> [Work to do]:
Starting with the line that contains "Please identify the cactus", reproduce each line through the end of the listing below, with no other output.

━━━━━━━━━━━━━━━━

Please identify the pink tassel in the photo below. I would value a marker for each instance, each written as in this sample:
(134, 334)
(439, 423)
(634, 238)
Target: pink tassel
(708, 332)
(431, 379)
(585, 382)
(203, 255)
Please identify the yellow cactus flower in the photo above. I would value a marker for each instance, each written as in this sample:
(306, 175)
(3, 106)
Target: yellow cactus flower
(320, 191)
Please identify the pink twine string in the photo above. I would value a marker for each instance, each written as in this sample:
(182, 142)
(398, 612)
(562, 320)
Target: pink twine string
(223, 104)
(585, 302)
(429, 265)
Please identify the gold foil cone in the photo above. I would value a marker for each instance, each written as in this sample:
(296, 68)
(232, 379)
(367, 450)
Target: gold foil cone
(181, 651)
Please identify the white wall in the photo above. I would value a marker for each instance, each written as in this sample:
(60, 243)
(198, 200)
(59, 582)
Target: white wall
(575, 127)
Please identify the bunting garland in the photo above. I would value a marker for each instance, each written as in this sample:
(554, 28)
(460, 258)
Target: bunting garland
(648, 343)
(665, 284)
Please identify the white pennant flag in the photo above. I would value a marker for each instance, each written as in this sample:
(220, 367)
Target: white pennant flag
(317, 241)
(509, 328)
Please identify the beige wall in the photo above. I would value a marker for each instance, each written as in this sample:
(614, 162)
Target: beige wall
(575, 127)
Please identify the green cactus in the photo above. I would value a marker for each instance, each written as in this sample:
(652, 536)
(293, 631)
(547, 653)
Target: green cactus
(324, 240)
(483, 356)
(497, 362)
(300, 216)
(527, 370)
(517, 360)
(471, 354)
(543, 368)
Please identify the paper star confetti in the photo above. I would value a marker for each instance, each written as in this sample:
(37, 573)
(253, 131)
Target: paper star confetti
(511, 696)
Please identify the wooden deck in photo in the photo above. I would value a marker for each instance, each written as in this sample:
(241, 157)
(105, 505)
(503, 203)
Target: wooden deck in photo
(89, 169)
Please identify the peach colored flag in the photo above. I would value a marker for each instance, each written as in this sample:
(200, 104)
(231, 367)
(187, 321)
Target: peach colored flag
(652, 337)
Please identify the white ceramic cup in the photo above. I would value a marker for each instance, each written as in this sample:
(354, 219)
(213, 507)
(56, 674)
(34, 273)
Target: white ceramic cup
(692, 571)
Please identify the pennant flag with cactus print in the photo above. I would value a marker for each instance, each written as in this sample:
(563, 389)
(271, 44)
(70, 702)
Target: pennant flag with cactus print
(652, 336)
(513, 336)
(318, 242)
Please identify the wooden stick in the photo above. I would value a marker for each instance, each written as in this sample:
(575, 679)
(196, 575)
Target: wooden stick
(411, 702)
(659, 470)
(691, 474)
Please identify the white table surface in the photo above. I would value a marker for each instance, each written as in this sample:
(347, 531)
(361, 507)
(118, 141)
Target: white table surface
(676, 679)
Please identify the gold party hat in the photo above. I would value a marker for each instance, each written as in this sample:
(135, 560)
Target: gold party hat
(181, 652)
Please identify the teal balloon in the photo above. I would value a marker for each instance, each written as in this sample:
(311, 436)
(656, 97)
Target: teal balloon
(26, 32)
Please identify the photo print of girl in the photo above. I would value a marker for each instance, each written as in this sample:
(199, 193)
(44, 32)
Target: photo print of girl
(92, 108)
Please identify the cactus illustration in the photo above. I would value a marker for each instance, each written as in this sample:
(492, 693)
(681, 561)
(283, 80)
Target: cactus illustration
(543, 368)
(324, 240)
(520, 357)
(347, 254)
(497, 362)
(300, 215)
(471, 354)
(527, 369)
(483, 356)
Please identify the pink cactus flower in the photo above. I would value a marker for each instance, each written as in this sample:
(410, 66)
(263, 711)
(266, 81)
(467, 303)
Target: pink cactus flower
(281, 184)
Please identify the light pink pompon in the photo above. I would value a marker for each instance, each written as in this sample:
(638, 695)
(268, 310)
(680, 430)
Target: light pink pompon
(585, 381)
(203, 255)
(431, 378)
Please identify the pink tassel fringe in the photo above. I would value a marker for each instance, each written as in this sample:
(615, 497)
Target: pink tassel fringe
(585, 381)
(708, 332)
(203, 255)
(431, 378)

━━━━━━━━━━━━━━━━

> [Response to the exercise]:
Please identify the cactus illustration in the photo above. I would value a marker for each instance, each written as in this sample:
(492, 693)
(681, 561)
(283, 80)
Target: cactus illustration
(543, 368)
(324, 240)
(520, 357)
(347, 254)
(497, 362)
(300, 215)
(471, 354)
(527, 369)
(483, 356)
Please identify the pink cactus flower in the photo above. I would value a marker for each instance, each written as in this sample:
(410, 66)
(263, 711)
(266, 81)
(467, 303)
Target: pink cactus flower
(281, 184)
Please identify the light pink pompon in the photo above. I would value a marker for each instance, each written as in this sample:
(638, 695)
(268, 310)
(680, 430)
Target: light pink pompon
(585, 381)
(203, 255)
(431, 378)
Please identify the pink tassel fringe in the photo above. I would value a marker for each instance, each written as in this sample:
(615, 497)
Target: pink tassel fringe
(585, 381)
(708, 332)
(203, 255)
(431, 378)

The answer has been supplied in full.